Items from a dataset:
▶
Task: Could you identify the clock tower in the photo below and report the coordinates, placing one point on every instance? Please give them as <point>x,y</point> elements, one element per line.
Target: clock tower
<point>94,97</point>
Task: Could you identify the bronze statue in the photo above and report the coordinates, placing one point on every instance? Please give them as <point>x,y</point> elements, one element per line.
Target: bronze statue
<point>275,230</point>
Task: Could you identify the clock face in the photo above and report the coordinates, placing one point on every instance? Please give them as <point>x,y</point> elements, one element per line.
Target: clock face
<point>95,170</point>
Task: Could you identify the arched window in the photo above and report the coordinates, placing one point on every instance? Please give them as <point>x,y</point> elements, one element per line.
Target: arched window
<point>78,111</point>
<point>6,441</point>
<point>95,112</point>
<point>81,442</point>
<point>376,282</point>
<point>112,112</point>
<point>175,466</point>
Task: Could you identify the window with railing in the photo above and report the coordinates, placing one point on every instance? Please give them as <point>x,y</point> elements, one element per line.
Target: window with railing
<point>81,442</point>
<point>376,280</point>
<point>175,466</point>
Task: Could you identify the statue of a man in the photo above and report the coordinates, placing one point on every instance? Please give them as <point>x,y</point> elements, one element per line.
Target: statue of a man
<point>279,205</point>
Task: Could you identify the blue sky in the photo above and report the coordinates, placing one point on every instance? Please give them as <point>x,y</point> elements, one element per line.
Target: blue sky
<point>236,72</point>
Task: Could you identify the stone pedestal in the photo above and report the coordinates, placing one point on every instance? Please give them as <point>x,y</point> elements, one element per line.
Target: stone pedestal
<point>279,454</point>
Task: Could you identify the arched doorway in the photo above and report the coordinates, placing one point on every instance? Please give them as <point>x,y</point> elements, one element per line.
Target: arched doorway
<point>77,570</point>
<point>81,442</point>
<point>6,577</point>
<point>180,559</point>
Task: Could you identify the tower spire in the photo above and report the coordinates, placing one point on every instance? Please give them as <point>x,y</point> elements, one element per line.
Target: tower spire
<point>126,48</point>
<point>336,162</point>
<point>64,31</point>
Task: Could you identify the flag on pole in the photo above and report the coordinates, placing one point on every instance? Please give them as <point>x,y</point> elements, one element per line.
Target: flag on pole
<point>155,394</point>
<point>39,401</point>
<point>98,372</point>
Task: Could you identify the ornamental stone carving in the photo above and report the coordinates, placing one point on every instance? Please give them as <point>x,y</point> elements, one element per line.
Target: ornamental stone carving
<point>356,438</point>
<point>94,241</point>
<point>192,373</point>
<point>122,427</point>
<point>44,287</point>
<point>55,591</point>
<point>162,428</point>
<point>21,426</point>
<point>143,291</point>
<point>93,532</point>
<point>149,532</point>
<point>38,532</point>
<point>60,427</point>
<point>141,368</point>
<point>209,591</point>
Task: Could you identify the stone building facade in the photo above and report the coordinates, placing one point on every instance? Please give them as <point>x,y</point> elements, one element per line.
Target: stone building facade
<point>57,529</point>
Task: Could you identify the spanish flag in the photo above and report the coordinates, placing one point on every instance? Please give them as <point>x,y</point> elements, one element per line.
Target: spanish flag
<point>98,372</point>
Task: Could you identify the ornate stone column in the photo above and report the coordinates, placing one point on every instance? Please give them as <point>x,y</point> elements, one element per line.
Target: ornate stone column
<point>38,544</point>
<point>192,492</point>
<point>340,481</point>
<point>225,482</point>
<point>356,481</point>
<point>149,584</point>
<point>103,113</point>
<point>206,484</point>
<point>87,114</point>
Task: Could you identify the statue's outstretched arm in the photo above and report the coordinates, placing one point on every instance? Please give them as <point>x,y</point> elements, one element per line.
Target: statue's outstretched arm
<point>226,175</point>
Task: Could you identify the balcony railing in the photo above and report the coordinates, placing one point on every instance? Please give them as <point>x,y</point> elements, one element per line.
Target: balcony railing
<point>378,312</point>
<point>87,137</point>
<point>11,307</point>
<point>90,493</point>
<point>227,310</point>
◀
• _What you need to do_: Among the entries above, find the line with "Task: Could you identify the flag" and the line with "Task: Could you identify the ornamental"; give again exactly these two lines and all lines between them.

• _Solution for this task_:
Task: Could you identify the flag on pole in the photo above and report the coordinates, placing one point on every instance? Please give them as <point>x,y</point> elements, one element per line.
Target: flag on pole
<point>155,394</point>
<point>39,401</point>
<point>98,372</point>
Task: Could you identify the ornamental stone carving in the photo above and report the coordinates, placing one point on every instance? Please give them as <point>x,y</point> elements, one element per line.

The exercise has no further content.